• Text
.....

He then thanks the audience and points out that Cheek To Cheek is a classic Irving Berlin song taken from the Fred Astaire movie Top Hat. He will now perform Louis Armstrong's What A Wonderful World because remember, he's a Special Chile sent from Heavens Above to make people happy, happy, happy. Incidentally, people who keep bagging on Fantasia for not singing Big Band Music tonight should realize that this song, which came out in the early 1960s, isn't Big Band Music either. You people will have to find other trivial reasons to hate Fantasia, I'm afraid, heh heh.
What A Wonderful World is very similar to My Heart Will Go On in that this is one overused, overexposed song. Huff will have to deliver a very original take on this song to keep my attention. Alas, he performs a safe and unimaginative rendition of that song, standing there and consciously keeping his smile and stare on his face as he snoozes his way through the song. For some reason, the song is performed at a speed that is twice that of the Louis Armstrong classic.

.....

• Listing
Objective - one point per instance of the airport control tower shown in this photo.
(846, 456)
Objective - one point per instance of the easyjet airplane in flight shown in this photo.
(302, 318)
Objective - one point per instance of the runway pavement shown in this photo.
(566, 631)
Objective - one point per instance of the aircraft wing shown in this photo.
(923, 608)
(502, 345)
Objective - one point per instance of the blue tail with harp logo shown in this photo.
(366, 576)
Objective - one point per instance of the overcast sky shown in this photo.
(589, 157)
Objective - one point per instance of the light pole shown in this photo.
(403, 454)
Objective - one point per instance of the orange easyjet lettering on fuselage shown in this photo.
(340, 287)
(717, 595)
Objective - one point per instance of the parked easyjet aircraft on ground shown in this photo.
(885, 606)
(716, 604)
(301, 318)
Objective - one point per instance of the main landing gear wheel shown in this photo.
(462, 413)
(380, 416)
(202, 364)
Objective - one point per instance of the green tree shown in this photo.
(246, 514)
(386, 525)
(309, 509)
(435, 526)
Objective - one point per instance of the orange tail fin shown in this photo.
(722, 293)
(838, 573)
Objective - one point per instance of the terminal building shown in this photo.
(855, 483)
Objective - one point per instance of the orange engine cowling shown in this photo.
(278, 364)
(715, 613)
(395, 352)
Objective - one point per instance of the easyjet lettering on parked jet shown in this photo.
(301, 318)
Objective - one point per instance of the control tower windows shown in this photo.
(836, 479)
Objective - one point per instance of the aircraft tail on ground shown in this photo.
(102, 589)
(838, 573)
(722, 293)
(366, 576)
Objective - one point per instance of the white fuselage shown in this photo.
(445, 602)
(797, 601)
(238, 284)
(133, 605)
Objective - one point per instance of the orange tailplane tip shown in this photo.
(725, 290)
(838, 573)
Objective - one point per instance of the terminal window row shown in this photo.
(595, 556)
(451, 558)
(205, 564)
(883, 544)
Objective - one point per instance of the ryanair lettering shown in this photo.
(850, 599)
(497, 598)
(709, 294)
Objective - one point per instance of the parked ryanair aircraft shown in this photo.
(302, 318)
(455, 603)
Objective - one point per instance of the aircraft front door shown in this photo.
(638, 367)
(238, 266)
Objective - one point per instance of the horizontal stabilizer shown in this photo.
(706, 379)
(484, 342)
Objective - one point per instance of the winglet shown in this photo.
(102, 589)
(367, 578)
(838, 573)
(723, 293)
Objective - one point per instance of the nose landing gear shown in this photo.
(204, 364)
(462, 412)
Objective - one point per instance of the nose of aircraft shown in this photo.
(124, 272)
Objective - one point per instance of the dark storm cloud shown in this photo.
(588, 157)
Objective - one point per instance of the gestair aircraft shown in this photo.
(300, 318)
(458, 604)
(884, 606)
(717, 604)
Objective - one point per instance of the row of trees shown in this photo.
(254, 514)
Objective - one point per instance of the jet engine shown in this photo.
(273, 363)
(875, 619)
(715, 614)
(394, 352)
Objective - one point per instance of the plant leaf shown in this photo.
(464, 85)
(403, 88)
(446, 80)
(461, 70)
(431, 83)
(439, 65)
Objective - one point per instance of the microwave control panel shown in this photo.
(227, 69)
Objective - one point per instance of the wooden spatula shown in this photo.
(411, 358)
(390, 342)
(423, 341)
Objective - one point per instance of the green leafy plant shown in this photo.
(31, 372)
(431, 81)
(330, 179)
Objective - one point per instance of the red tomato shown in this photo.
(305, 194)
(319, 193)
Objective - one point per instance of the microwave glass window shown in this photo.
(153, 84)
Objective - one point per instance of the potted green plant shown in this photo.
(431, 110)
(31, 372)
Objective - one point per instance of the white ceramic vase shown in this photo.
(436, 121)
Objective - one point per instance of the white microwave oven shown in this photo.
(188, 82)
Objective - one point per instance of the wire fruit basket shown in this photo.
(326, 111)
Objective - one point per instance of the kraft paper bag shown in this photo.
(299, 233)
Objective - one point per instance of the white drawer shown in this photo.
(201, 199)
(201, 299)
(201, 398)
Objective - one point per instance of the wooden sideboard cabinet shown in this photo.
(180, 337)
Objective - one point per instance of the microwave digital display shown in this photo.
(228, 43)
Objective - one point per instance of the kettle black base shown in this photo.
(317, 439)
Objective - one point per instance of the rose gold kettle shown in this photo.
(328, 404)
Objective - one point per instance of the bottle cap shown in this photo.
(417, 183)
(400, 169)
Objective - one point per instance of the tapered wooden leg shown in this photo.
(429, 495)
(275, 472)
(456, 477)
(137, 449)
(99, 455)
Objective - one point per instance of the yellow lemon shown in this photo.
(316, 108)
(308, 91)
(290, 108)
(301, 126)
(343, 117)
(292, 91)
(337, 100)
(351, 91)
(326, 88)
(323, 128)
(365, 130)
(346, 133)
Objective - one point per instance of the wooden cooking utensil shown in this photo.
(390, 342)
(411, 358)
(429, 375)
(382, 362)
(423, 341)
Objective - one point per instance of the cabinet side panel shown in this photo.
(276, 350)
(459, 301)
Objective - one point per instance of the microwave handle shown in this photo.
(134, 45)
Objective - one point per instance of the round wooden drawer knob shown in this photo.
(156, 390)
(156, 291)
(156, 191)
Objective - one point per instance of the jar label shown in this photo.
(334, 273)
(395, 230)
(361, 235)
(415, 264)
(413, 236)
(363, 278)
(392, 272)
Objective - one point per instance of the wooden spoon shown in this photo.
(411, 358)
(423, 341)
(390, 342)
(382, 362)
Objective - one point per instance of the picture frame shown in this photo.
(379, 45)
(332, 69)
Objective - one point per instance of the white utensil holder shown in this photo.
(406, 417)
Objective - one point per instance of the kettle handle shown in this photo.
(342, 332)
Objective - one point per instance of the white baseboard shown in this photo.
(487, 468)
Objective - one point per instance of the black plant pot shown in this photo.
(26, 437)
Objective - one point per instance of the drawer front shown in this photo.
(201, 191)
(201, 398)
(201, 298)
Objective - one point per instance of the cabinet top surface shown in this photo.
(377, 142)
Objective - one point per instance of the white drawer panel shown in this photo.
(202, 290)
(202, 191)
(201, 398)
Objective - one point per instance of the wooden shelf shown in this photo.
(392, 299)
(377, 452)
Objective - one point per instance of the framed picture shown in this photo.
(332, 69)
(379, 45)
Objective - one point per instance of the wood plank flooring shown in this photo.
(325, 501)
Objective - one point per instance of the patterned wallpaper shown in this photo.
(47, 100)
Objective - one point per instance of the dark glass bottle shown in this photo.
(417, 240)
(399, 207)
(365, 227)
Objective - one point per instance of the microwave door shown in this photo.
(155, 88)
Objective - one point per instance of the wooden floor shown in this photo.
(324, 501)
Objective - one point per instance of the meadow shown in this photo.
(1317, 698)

.....

• Task brief
Repeat the part of the recap that begins at the words "He then thanks" and stops after the words "afraid, heh heh.". The lines stand apart from the recap and are separate material.

• Worked solution
He then thanks the audience and points out that Cheek To Cheek is a classic Irving Berlin song taken from the Fred Astaire movie Top Hat. He will now perform Louis Armstrong's What A Wonderful World because remember, he's a Special Chile sent from Heavens Above to make people happy, happy, happy. Incidentally, people who keep bagging on Fantasia for not singing Big Band Music tonight should realize that this song, which came out in the early 1960s, isn't Big Band Music either. You people will have to find other trivial reasons to hate Fantasia, I'm afraid, heh heh.